[RECORDS PROVIDED Boundary: Start]

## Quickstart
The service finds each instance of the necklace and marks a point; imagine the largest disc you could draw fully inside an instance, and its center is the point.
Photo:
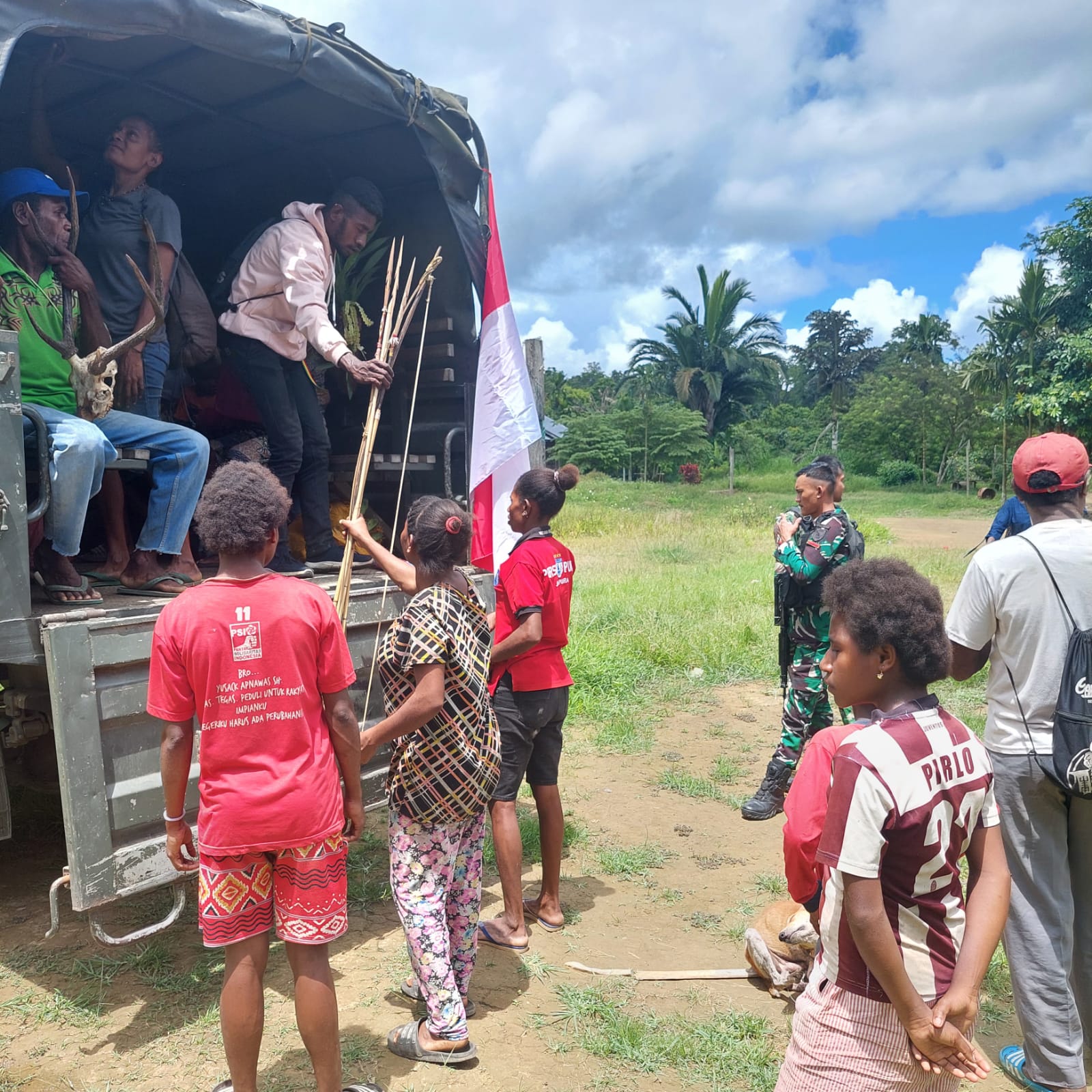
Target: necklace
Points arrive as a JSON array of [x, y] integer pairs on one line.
[[126, 194]]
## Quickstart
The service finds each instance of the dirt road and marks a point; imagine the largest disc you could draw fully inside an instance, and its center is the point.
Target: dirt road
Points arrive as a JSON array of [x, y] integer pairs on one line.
[[945, 534], [74, 1017]]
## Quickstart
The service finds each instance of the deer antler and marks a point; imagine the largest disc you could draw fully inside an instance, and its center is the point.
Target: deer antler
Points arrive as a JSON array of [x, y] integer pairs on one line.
[[154, 295], [93, 375]]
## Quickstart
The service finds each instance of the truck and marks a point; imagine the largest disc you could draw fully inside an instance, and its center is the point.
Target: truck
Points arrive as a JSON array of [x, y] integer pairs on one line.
[[256, 109]]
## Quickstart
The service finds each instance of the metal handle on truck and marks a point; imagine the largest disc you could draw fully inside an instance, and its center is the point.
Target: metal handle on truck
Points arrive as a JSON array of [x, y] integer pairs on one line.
[[447, 460], [43, 448]]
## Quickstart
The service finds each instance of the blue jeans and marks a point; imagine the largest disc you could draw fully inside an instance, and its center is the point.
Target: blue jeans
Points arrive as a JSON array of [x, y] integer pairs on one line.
[[156, 358], [81, 450]]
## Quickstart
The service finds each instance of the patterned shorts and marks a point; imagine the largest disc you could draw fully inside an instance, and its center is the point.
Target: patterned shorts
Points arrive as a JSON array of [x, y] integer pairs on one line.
[[303, 891], [842, 1041]]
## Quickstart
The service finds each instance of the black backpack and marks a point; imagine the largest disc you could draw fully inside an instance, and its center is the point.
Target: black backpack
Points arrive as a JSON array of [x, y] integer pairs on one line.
[[811, 594], [220, 295], [1070, 766]]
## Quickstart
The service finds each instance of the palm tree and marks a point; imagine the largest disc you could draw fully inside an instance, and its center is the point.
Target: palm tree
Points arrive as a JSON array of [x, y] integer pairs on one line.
[[926, 336], [835, 358], [718, 364], [1026, 319]]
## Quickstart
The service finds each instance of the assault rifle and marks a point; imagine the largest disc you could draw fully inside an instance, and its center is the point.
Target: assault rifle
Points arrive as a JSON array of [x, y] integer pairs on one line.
[[784, 620], [786, 597]]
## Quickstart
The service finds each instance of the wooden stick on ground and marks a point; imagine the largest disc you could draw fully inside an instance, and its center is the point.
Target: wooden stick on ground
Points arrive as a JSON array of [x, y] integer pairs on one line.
[[740, 972]]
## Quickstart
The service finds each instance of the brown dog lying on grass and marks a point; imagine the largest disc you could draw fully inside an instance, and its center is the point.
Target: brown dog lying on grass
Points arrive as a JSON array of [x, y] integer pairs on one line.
[[781, 947]]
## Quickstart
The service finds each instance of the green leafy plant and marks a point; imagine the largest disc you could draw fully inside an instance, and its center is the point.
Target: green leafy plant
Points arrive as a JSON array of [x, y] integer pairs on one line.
[[895, 472]]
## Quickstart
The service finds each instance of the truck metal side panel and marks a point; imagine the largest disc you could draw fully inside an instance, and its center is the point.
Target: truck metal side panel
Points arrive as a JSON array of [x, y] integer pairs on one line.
[[109, 747]]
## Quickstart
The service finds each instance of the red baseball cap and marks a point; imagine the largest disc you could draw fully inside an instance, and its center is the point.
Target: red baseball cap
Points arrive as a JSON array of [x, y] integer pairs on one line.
[[1052, 451]]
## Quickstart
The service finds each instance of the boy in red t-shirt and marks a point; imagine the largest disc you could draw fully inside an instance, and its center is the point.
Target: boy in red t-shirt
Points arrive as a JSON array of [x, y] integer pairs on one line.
[[261, 660], [530, 686]]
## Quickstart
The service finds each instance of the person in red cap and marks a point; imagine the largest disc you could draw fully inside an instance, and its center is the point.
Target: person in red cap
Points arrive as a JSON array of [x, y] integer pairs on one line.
[[1007, 611]]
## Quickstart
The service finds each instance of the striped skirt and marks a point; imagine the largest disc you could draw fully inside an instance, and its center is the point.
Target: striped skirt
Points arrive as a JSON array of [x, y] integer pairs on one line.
[[846, 1041]]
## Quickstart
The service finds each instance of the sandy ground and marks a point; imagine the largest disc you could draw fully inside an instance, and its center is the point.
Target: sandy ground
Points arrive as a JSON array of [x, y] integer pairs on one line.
[[139, 1037], [959, 535]]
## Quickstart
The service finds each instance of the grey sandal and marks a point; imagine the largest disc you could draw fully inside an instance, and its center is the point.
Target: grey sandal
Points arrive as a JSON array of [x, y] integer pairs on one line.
[[404, 1042], [412, 990], [227, 1087]]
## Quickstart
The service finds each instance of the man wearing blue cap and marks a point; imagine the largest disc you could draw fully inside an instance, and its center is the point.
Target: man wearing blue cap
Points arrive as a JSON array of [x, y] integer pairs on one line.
[[36, 267]]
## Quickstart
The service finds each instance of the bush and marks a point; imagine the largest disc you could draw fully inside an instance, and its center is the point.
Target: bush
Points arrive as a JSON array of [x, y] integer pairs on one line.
[[897, 472]]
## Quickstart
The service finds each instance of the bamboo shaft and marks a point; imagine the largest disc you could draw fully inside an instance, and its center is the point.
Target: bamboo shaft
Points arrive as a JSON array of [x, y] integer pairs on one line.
[[394, 320], [740, 972]]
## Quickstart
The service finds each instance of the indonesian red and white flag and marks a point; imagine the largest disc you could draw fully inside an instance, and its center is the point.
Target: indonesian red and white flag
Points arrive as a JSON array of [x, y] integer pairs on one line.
[[506, 420]]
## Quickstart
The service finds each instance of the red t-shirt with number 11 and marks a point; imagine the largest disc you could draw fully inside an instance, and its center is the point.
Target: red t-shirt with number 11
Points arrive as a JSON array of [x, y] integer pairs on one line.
[[536, 577], [253, 659]]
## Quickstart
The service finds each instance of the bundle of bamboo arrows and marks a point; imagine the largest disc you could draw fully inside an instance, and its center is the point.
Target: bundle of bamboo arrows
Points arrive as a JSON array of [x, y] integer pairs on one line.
[[393, 324]]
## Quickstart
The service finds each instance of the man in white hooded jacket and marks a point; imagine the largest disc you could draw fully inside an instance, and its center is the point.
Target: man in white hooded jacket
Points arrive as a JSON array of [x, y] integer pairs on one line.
[[281, 303]]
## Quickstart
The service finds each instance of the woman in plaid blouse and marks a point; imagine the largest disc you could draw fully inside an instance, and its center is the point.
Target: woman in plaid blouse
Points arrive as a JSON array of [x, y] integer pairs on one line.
[[434, 665]]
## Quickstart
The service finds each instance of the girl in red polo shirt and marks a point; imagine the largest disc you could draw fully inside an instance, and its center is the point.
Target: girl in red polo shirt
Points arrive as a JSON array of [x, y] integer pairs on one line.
[[531, 696]]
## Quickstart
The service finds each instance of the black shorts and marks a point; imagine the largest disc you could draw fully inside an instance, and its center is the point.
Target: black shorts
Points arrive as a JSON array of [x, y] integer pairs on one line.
[[530, 735]]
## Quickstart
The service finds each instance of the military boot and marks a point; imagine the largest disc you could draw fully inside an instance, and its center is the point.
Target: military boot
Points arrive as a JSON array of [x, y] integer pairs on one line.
[[770, 799]]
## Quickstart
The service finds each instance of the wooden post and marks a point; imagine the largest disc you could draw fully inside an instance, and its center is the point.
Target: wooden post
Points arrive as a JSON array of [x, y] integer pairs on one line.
[[536, 369]]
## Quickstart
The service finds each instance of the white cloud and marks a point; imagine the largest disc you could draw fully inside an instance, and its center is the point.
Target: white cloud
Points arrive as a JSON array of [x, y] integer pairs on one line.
[[615, 175], [882, 307], [531, 305], [996, 273], [560, 347]]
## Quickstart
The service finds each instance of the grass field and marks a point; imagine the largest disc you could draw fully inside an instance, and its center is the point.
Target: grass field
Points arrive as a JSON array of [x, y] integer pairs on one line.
[[675, 591], [673, 599]]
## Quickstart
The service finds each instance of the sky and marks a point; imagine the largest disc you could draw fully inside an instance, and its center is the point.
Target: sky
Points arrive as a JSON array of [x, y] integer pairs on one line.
[[886, 158]]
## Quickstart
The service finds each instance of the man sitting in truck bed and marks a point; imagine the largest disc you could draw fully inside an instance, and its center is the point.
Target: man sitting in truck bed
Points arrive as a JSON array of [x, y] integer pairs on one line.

[RECORDS PROVIDED Boundary: End]

— YOUR TASK —
From the records above, print exactly the lines that run from the line with "The service finds each instance of the bush" to the line with "Target: girl in red polo shirt", inclusive.

— YOUR SOLUTION —
The service finds each instance of the bush and marks a point; imagine the largest disc you could draw fully inside an instance, and its center is the point.
Target: bush
Points arrive as a JSON array of [x, y] integer pairs on one line.
[[897, 472]]
## Quickstart
The service finds each instance of the bamboo shaft and marks a point; imagine the largest disc you could draw fully inside an instance, and its center is the point.
Target: bamboo shaft
Points arrive as a JSON array of [x, y] integer pairs on one line.
[[394, 320], [740, 972]]
## Quickstart
The service finds each instance of the indonesian red and white flag and marks a point; imagine the largest disc you could draw fully inside an instance, and its center is the point.
Target: indonesian red and white flag
Points arrive as a JSON array of [x, y] integer pairs on one line.
[[506, 420]]
## Quickstart
The service finds each instance of the red t-shirt with number 11 and marks a point; imagine the largest disc you could draw fully inside an instance, and its center is the point.
Target: red t-shirt with number 11
Points arrive as a JSON array of [x, y] integer pairs on one line.
[[536, 577], [253, 659]]
## Quickstart
The service finds each instance of the bundle of bamboo arrows and marks a point; imagine the largest disc you could draw fully inside an instance, and its center is the point.
Target: bundle of bamboo arrows
Points arrive as a JSON array of [x, y] integer pairs on one line.
[[393, 324]]
## Quickstart
The service finds each instance of the man in white hooded jacket and marks a point; imagine the largest disc you could draw fully inside an instance, and its center is the point.
Target: man in white hooded jacket
Points arrive as a JSON array of [x, y] integer pairs on one line.
[[281, 303]]
## Quickstart
The service finds each instance of the woman in plaid blouse and marks a point; imagine the largest disc you could draw fully inside an instance, and its center is the point.
Target: woman in plaid blouse
Points arrive as a JSON array of [x, y] integer pairs on one line.
[[434, 665]]
## Quickstart
The service finds each instance of the girl in red polo shirt and marks a point; imagine the largest disc you could draw fully inside an instance, and its center is the point.
Target: girl in red polo shirt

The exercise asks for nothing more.